▶ [Direction 1]:
Print the passage on internal high-pressure deforming of hollow shafts word for word, everything from "Umformtechnischen Kolloguiums in" down to "incorporated by reference.".

▶ [Page extract]:
-- start --

The invention relates to a method for internal high-pressure
deforming of hollow offset shafts made of cold-deformable
metal.
In general, in internal high-pressure deforming, a pipe length with
a straight or nonstraight longitudinal axis is deformed by the
simultaneous action of internal pressure Pi and axial force Pa.
Some internal highpressure deforming methods are described in
further detail, for instance in the Tagungsband des 14.
Umformtechnischen Kolloguiums in Hannover 1993 [Proceedings of the
Fourteenth Symposium on Deformation Technology, Hannover, 1993],
page 9, which is hereby entirely incorporated by reference.
Internal high-pressure deforming of typical hollow-shaft-like
workpieces is conventionally done in two deformation phases as
shown in FIGS. 1 and 2. After the pipes are filled, they are first
flared. Here the principles of free flaring, or in other words
non-tool-bound flaring, apply. The pipe surface is curved; the
contact that occurs between the workpiece and the tool at the end
of this first deformation phase initially extends over only a
portion of the workpiece surface. In the further deformation phase,
the workpiece is made, by means of calibration, to rest entirely
against the internal shape of the forming tool. The course of the
wall thickness in the longitudinal section of hollow shafts made in
this way is as a rule approximately 15% of the initial wall
thickness So of the lengths of pipe; see FIG. 3. The course of the
wall thickness is dependent primarily on the expandability of the
pipe materials. The free flaring length or buckling limit, in the
internal high-pressure deforming methods known until now, is at
maximum 2xdo, where do is the diameter of the initial pipe.
The object of the present invention is to create an improved
internal high-pressure deforming method that makes it possible to
produce high-quality hollow shafts.
According to the invention, this object is attained by the method
in accordance with claim 1.
The method of the invention is especially suitable for hollow
shafts of the kind described for instance in German Patent
Application P 40 07 284.3. This relates for instance to drive
shafts of a motor vehicle with a middle tubular region which has a
greater outer diameter and a thin wall thickness, and end regions
on both sides which have a thick wall thickness. The differences in
wall thickness in these shafts, and the free flaring length, are
many times greater than the method limits known until now in
internal high-pressure deforming.
By the method of the invention, the following advantages, among
others are attained:
1. The production of hollow shafts with a course of wall thickness
in longitudinal section that has wall thickness differences of far
more than 15%, referred to S.sub.o.
2. The production of hollow shafts with a flaring length of far
more than 2xdo.
The method of the invention will be described in further detail
below in conjunction with the drawing. Shown are:
FIG. 1, a schematic internal high-pressure method;
FIG. 2, a succession of method steps for producing a partially
flared pipe;
FIG. 3, the course of wall thickness of a flared pipe;
FIG. 4, one example of an object made according to the invention;
and
FIG. 5, schematically, an ensuing method step.
As seen particularly from FIG. 2, a method product as shown in FIG.

-- end --

▶ [Exercise input]:
-- start --

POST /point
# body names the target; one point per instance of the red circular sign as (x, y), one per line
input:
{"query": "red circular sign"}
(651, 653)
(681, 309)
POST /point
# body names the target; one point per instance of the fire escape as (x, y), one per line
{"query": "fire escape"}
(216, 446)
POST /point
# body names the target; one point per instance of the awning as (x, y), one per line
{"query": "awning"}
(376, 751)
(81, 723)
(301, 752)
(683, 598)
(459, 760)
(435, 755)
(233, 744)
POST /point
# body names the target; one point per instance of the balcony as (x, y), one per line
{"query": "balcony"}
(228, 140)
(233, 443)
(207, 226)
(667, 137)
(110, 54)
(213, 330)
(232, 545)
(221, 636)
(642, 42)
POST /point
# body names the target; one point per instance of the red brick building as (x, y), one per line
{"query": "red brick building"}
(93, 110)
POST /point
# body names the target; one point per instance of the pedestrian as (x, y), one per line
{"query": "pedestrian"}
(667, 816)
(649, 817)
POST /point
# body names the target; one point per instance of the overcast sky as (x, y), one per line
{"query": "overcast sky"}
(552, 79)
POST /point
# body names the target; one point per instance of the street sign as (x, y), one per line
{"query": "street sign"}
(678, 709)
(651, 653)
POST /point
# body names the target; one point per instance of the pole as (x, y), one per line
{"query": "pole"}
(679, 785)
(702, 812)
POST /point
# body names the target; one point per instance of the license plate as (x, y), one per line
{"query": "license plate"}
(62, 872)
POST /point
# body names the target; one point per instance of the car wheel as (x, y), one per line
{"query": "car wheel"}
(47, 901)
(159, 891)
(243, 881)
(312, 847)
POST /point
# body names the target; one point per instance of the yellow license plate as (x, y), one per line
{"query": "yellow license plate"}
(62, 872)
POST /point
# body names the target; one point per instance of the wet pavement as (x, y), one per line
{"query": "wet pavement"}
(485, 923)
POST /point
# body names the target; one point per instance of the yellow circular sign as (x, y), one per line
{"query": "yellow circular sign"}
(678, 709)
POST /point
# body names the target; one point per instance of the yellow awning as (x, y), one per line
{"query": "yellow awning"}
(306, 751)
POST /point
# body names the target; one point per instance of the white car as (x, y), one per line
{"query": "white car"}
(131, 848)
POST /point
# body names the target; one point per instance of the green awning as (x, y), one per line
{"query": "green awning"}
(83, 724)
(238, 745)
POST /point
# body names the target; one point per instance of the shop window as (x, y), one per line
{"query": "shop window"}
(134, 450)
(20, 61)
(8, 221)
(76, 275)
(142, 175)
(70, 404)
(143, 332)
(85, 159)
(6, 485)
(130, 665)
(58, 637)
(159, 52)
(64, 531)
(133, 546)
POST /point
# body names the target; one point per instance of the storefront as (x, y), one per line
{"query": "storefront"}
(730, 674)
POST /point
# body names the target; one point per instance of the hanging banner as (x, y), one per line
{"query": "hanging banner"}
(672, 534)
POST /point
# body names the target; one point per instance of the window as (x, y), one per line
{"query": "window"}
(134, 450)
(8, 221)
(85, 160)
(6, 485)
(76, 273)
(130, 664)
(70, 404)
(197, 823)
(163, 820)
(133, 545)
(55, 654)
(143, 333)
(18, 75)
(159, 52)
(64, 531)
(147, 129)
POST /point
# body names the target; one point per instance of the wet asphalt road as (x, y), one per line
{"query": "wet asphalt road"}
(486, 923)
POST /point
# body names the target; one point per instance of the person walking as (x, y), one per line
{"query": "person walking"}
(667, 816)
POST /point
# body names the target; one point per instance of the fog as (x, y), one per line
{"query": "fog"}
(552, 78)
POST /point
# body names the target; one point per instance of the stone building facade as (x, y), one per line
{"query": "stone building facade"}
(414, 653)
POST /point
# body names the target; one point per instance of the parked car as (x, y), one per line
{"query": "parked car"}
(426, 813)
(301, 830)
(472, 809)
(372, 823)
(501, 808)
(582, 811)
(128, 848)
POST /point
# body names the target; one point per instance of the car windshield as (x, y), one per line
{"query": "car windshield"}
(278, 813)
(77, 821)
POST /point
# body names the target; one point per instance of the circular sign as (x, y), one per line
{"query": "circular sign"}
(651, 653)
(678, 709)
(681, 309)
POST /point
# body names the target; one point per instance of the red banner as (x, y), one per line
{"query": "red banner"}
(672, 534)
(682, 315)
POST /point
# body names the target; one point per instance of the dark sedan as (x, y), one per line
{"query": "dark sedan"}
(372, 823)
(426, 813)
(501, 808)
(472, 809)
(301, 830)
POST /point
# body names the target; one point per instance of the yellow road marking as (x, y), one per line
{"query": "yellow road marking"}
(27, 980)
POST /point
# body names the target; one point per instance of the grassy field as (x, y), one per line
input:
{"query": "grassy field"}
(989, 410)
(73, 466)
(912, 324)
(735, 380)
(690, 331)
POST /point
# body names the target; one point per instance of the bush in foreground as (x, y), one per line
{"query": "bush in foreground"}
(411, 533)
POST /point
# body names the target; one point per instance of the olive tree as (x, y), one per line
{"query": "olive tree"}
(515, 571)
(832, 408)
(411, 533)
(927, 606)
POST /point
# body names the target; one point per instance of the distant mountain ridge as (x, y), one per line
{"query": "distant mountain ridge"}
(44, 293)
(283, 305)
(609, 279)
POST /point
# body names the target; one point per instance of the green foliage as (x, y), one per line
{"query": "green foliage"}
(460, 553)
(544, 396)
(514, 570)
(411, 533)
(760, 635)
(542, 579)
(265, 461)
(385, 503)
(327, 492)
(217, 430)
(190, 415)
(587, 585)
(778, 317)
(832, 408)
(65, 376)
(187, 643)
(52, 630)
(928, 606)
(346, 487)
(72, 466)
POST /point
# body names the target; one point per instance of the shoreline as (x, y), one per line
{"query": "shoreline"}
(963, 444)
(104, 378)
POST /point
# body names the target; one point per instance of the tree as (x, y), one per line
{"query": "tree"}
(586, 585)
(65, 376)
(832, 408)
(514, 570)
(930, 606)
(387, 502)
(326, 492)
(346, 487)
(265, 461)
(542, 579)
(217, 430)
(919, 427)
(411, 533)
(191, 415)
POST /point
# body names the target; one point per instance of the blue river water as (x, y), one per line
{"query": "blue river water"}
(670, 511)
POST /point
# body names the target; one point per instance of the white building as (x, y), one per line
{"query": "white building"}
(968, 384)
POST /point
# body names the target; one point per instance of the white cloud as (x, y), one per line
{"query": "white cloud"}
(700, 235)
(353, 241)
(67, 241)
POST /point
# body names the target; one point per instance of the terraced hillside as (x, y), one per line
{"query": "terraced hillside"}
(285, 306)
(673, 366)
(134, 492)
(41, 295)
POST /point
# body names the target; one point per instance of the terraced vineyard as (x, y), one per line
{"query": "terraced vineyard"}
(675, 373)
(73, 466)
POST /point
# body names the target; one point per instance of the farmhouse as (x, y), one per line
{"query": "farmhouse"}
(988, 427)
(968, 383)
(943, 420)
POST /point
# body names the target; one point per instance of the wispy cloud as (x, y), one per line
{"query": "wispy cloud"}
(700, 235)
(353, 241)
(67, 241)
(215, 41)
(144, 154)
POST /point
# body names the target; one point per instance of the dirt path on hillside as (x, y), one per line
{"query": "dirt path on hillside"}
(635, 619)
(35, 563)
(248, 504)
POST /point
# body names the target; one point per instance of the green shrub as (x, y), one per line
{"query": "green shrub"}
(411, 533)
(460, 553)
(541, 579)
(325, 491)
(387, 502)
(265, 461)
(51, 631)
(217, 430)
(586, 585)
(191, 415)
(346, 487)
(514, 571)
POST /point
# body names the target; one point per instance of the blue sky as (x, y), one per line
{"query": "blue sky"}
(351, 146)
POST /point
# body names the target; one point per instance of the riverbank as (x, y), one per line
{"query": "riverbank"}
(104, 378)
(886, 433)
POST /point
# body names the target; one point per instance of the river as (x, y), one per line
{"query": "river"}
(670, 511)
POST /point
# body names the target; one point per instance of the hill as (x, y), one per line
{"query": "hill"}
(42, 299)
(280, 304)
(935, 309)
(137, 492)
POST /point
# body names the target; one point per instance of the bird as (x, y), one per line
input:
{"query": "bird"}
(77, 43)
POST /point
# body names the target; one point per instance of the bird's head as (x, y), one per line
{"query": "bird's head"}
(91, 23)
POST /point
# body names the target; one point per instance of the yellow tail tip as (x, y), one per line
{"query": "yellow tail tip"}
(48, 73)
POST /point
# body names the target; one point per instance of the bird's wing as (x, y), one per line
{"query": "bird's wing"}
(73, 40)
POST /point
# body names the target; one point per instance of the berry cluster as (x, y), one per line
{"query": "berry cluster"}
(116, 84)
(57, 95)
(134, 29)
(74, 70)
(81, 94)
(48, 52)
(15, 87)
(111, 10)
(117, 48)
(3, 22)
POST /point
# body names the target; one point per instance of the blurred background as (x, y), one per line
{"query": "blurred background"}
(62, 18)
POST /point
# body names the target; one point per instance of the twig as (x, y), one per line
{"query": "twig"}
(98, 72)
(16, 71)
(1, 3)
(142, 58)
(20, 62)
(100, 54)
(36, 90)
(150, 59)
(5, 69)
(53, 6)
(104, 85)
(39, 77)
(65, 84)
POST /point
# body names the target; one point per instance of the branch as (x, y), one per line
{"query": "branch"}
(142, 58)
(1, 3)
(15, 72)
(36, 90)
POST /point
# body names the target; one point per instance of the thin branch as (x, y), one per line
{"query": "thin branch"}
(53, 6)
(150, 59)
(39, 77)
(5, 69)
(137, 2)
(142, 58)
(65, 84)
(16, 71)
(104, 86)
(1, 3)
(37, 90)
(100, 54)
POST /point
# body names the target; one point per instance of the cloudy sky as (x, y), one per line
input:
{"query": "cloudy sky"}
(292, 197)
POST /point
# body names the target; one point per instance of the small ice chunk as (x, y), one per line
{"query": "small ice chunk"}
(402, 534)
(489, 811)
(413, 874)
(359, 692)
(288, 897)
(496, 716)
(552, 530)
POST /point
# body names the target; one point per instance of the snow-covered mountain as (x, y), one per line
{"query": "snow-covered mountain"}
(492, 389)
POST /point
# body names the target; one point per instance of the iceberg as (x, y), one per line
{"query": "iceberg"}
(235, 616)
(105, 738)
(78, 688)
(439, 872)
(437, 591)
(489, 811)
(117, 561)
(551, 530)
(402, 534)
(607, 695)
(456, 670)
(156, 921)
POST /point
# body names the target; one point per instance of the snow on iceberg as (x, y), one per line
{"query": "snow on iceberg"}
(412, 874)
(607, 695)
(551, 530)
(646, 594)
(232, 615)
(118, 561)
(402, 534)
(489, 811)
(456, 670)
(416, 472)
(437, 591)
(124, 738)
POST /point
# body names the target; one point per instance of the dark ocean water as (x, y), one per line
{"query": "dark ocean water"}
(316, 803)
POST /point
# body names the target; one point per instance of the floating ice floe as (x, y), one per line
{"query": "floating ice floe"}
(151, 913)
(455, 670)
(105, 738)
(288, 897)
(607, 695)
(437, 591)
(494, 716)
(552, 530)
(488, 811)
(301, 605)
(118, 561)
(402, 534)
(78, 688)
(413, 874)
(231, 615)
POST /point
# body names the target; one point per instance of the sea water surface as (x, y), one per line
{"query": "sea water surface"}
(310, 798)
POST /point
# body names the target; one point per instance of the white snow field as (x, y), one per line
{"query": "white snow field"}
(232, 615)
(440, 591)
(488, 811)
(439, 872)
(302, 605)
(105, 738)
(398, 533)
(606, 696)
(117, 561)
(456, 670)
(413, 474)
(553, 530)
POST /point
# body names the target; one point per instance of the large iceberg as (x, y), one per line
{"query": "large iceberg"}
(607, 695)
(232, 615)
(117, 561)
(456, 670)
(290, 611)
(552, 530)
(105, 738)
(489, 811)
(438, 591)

-- end --

▶ [Direction 2]:
Gather every line of the listing above that contains the string "pedestrian", with case counting.

▶ [Full output 1]:
Umformtechnischen Kolloguiums in Hannover 1993 [Proceedings of the
Fourteenth Symposium on Deformation Technology, Hannover, 1993],
page 9, which is hereby entirely incorporated by reference.

▶ [Full output 2]:
# body names the target; one point per instance of the pedestrian as (x, y), one per line
{"query": "pedestrian"}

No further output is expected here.